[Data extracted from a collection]

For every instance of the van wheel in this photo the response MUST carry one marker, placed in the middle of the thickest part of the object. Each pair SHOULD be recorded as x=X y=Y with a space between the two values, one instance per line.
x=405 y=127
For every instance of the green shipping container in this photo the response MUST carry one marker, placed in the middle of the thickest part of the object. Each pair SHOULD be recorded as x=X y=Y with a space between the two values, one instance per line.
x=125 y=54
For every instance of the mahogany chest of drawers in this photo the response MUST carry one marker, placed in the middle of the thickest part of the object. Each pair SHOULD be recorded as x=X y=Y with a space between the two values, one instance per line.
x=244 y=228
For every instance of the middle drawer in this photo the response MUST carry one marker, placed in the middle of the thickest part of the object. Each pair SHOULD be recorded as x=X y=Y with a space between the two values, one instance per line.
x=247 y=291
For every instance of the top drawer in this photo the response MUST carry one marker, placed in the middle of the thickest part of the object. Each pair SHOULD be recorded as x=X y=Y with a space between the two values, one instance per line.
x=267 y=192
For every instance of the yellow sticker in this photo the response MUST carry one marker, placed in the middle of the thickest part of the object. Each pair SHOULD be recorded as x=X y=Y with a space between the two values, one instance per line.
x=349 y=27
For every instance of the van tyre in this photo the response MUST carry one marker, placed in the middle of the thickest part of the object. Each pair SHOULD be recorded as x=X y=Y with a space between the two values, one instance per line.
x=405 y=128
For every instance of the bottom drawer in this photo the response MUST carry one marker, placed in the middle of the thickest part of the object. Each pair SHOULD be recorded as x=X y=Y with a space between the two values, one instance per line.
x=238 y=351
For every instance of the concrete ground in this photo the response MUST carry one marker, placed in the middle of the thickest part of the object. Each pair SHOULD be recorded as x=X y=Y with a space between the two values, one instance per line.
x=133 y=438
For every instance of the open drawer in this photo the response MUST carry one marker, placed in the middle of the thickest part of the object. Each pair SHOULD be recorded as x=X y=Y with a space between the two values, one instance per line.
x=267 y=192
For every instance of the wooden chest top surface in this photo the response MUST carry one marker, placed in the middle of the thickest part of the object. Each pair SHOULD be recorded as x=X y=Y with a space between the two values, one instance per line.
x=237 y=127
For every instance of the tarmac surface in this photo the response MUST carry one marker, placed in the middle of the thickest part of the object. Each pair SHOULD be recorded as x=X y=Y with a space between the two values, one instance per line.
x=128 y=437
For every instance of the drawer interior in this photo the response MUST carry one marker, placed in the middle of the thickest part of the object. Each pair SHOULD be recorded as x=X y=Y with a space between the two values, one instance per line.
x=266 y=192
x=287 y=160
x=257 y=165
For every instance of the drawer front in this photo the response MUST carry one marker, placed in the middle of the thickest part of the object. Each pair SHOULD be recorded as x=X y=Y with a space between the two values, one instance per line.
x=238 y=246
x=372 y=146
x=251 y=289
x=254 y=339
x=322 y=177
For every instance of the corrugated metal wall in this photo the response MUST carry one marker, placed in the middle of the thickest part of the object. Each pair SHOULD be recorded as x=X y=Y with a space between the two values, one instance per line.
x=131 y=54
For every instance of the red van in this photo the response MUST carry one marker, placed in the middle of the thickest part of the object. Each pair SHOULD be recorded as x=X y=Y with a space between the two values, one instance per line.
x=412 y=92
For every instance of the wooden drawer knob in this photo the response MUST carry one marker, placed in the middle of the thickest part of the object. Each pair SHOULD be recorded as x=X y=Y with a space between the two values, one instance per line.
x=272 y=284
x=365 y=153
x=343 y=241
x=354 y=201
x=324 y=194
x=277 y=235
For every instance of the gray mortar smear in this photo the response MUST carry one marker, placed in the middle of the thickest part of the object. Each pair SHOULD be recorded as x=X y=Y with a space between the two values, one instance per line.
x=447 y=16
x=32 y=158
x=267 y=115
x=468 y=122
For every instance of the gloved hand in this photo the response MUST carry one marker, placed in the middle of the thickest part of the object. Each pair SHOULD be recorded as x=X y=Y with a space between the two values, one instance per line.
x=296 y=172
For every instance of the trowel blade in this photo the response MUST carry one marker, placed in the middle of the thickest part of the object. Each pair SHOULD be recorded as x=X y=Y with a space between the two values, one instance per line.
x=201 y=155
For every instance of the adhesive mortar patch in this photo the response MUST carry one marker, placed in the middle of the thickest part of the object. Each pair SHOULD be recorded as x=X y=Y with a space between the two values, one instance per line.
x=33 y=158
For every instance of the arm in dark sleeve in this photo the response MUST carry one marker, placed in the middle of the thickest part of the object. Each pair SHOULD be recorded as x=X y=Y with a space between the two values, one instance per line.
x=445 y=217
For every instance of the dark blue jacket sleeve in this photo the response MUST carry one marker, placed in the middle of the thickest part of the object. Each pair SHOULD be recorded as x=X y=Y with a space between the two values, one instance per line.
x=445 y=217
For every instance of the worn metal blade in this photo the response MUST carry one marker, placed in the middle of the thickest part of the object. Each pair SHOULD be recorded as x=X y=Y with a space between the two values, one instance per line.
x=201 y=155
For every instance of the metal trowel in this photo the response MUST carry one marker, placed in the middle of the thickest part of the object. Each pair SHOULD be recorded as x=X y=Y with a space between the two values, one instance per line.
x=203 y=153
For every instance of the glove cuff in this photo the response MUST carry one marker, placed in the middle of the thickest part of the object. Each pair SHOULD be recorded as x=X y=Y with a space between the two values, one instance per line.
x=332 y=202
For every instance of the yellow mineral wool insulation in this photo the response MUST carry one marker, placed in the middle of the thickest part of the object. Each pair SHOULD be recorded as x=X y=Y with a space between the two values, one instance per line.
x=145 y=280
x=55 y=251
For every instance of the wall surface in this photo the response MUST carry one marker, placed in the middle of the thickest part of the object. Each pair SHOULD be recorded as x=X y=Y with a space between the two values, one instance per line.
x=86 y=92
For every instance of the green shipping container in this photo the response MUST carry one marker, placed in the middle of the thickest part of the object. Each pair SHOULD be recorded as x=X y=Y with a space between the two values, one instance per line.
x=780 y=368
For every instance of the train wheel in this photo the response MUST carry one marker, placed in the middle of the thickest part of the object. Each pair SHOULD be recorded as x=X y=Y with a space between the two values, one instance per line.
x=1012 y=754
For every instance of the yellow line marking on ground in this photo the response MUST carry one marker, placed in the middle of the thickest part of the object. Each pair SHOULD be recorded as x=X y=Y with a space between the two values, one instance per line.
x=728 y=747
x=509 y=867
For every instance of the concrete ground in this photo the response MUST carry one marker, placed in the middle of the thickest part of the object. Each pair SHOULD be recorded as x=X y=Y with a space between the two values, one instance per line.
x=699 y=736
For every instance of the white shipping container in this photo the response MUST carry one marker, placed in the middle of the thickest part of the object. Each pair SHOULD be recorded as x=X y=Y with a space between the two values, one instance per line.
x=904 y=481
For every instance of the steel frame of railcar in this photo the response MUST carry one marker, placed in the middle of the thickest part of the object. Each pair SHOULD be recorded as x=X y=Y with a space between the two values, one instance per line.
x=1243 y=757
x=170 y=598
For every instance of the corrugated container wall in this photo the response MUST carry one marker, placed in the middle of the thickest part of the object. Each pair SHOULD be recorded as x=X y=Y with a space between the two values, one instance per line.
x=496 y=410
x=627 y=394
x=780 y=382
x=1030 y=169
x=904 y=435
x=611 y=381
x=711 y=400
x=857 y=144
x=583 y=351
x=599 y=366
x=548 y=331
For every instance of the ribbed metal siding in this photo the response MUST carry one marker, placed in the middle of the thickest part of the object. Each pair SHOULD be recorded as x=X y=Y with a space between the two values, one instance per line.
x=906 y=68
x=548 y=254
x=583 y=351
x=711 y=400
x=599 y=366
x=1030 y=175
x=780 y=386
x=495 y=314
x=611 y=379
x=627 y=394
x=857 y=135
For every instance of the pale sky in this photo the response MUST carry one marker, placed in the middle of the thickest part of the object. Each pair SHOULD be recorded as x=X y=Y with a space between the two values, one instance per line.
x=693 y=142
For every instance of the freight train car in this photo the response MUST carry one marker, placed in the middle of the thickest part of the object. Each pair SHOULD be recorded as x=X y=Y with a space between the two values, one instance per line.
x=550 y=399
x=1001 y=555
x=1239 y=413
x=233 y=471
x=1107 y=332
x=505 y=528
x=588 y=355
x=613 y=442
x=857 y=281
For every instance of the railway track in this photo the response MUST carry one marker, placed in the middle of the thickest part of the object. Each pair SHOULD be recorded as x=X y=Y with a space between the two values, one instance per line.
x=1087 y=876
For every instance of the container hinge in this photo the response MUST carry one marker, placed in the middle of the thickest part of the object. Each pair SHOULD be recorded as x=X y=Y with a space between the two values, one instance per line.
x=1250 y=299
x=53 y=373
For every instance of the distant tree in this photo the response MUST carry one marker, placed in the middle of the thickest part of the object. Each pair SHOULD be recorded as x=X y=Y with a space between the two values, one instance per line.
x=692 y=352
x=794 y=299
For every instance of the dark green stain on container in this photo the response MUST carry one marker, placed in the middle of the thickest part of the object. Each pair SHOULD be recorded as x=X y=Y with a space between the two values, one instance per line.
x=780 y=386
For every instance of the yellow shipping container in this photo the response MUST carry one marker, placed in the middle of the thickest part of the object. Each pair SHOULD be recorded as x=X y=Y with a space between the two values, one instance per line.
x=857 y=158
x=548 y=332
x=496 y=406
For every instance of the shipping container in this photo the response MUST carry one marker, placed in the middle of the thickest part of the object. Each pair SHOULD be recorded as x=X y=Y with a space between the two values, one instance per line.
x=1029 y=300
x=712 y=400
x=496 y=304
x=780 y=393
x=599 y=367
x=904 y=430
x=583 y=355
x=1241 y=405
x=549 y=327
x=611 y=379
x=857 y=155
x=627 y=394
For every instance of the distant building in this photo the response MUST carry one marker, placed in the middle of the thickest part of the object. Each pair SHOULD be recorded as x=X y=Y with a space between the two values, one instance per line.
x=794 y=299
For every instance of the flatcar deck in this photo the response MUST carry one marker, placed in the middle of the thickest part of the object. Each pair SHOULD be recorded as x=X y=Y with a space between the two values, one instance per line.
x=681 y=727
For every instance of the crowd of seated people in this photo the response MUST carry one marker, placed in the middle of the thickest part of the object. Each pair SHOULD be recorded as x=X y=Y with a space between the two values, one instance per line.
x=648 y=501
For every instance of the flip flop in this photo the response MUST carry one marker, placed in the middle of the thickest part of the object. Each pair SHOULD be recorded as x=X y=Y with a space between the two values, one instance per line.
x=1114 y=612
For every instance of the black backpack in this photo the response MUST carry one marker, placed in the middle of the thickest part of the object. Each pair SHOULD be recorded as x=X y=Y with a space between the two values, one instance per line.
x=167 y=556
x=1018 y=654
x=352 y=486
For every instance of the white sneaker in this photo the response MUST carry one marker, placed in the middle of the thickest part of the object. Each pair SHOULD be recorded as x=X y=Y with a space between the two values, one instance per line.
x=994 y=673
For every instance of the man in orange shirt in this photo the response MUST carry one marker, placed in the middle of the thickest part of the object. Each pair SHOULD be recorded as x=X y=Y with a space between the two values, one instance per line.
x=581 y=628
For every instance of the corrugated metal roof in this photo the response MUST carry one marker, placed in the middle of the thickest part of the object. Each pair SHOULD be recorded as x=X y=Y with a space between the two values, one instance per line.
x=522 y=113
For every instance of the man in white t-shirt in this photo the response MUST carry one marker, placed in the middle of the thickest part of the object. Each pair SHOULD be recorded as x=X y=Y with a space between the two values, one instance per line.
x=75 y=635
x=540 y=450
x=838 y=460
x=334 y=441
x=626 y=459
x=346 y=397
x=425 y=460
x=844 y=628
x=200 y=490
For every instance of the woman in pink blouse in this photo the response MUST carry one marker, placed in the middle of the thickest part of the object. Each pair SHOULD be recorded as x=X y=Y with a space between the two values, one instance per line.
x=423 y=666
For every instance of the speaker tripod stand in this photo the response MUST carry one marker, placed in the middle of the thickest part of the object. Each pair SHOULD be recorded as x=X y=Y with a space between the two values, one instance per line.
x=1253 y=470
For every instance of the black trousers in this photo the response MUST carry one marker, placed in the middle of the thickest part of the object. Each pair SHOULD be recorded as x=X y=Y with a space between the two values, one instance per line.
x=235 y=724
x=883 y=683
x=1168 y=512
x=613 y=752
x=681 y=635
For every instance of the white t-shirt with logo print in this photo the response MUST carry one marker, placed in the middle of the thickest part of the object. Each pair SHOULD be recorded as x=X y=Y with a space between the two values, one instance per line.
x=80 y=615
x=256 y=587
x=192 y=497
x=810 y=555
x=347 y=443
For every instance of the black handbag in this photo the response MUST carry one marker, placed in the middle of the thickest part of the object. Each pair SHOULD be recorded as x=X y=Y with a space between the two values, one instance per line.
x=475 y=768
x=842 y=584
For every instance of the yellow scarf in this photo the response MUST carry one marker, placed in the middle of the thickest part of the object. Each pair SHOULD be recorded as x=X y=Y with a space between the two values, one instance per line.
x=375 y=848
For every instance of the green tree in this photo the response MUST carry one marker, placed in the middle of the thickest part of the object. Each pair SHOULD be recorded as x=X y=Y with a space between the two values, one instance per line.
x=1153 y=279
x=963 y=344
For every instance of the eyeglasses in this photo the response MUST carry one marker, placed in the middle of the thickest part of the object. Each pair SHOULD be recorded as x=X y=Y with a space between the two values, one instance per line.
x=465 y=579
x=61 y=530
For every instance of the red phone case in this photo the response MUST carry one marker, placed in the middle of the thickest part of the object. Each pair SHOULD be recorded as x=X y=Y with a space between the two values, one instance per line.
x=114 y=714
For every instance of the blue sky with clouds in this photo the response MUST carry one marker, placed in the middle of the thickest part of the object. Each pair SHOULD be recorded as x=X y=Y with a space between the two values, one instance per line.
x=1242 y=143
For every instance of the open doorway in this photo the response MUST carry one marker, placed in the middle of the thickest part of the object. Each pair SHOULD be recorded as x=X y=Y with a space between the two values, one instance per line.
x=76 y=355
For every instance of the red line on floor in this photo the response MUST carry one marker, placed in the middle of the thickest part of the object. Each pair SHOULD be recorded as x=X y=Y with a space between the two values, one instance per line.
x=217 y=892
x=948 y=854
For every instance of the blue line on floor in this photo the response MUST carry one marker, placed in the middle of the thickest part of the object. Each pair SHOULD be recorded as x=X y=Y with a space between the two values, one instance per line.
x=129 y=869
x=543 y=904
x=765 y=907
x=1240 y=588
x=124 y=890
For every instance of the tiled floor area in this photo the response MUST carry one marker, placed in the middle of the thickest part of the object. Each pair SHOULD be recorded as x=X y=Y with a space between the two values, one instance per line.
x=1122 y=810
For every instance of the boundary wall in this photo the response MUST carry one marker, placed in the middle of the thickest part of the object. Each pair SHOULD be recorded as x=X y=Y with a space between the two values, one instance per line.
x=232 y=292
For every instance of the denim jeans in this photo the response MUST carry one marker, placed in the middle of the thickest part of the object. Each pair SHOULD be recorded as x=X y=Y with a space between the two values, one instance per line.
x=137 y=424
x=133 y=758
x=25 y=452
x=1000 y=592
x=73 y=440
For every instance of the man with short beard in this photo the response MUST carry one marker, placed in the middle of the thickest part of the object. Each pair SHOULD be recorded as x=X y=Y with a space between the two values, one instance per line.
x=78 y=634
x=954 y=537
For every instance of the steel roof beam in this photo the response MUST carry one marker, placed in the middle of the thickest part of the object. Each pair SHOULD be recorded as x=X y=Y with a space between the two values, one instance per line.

■ **Exercise requirements**
Print the line that contains "For every instance of the denim", then every later line of the entries above up to and including the last, all exactly as written.

■ **Exercise answer**
For every instance of the denim jeans in this photo the response MUST carry one marker, placed in the middle of the thickest part of the object. Each pair SHOULD be recorded as x=X y=Y with a space between the two values, one instance per line.
x=137 y=424
x=133 y=758
x=25 y=452
x=1000 y=592
x=73 y=440
For every instance of the man with short beard in this photo the response MUST carry one marker, placed in the middle of the thickest part of the object. Each pair SHOULD be recorded as x=X y=Y with a space between the two values, one instance per line.
x=78 y=634
x=954 y=537
For every instance of the steel roof beam in this photo the response MUST carry one marker, placed in the middle of the thickest part of the object. Each pair SHOULD be recorded as x=X y=Y with a space between the two values, one instance per line.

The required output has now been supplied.